### Exercise instructions
Please convert the records below, from the line containing "Every instance of the stadium in" up to and including the last line of the records, into a Markdown table with the columns Row and Line. Number each line in Row and leave out blank lines.

### Supplied data
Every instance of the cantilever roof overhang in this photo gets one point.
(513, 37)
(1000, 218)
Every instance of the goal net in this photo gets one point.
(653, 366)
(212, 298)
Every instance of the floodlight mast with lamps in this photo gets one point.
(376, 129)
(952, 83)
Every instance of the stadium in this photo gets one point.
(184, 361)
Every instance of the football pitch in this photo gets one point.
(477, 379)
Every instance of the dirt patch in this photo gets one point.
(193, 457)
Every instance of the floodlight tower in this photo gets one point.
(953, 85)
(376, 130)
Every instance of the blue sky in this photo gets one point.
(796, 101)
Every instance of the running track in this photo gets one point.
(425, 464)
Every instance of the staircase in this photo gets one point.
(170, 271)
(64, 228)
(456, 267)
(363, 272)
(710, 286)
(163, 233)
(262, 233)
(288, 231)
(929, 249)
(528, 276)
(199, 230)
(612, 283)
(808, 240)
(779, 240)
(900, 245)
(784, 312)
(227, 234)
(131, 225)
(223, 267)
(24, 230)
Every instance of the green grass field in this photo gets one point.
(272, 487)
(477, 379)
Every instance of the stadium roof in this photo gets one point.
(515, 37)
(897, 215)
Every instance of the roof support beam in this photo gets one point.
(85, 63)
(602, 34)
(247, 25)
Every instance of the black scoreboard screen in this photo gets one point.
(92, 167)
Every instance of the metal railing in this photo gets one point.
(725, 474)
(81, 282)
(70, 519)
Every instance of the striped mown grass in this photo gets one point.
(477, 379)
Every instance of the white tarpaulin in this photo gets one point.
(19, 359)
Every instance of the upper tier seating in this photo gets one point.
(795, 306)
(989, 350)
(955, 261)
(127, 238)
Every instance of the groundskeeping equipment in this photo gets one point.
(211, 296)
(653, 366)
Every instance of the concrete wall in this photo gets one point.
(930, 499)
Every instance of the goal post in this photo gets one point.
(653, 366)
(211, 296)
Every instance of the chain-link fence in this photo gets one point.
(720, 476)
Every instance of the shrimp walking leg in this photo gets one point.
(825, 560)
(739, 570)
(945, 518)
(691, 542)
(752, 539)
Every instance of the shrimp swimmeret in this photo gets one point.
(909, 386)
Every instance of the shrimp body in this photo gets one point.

### Answer to this task
| Row | Line |
|---|---|
| 1 | Every instance of the stadium in this photo gets one point. |
| 2 | (184, 361) |
| 3 | Every instance of the football pitch in this photo gets one point. |
| 4 | (477, 379) |
| 5 | Every instance of the dirt patch in this photo gets one point. |
| 6 | (193, 457) |
| 7 | Every instance of the floodlight tower in this photo gets one point. |
| 8 | (953, 85) |
| 9 | (376, 130) |
| 10 | Every instance of the blue sky in this photo gets one point. |
| 11 | (796, 101) |
| 12 | Every instance of the running track in this photo gets one point. |
| 13 | (425, 464) |
| 14 | Every instance of the staircase in this photo gets one point. |
| 15 | (170, 271) |
| 16 | (64, 228) |
| 17 | (456, 267) |
| 18 | (363, 272) |
| 19 | (710, 286) |
| 20 | (163, 233) |
| 21 | (262, 233) |
| 22 | (288, 231) |
| 23 | (929, 249) |
| 24 | (528, 276) |
| 25 | (199, 230) |
| 26 | (612, 283) |
| 27 | (808, 240) |
| 28 | (779, 240) |
| 29 | (900, 245) |
| 30 | (784, 312) |
| 31 | (227, 234) |
| 32 | (131, 225) |
| 33 | (223, 267) |
| 34 | (24, 230) |
| 35 | Every instance of the green grass field in this photo gets one point. |
| 36 | (272, 487) |
| 37 | (477, 379) |
| 38 | Every instance of the stadium roof in this photo gets one point. |
| 39 | (515, 37) |
| 40 | (897, 215) |
| 41 | Every instance of the roof support beam in this photo gets one point. |
| 42 | (85, 63) |
| 43 | (602, 34) |
| 44 | (247, 25) |
| 45 | Every instance of the black scoreboard screen in this photo gets one point. |
| 46 | (92, 167) |
| 47 | Every instance of the metal railing in this photo gets one point. |
| 48 | (725, 474) |
| 49 | (81, 282) |
| 50 | (70, 519) |
| 51 | Every instance of the striped mown grass in this photo gets one point. |
| 52 | (477, 379) |
| 53 | Every instance of the white tarpaulin in this photo gets one point. |
| 54 | (19, 359) |
| 55 | Every instance of the upper tier seating in this photo gets one point. |
| 56 | (795, 306) |
| 57 | (989, 350) |
| 58 | (955, 261) |
| 59 | (127, 238) |
| 60 | Every instance of the groundskeeping equipment in this photo gets one point. |
| 61 | (211, 296) |
| 62 | (653, 366) |
| 63 | Every instance of the concrete wall in this photo gets one point. |
| 64 | (930, 499) |
| 65 | Every instance of the goal post in this photo gets one point. |
| 66 | (653, 366) |
| 67 | (211, 296) |
| 68 | Every instance of the chain-link fence in this photo gets one point. |
| 69 | (720, 476) |
| 70 | Every instance of the shrimp walking leg in this photo gets one point. |
| 71 | (825, 560) |
| 72 | (739, 570) |
| 73 | (945, 518) |
| 74 | (691, 542) |
| 75 | (752, 539) |
| 76 | Every instance of the shrimp swimmeret in this photo gets one point. |
| 77 | (909, 386) |
| 78 | Every instance of the shrimp body in this photo gets one point. |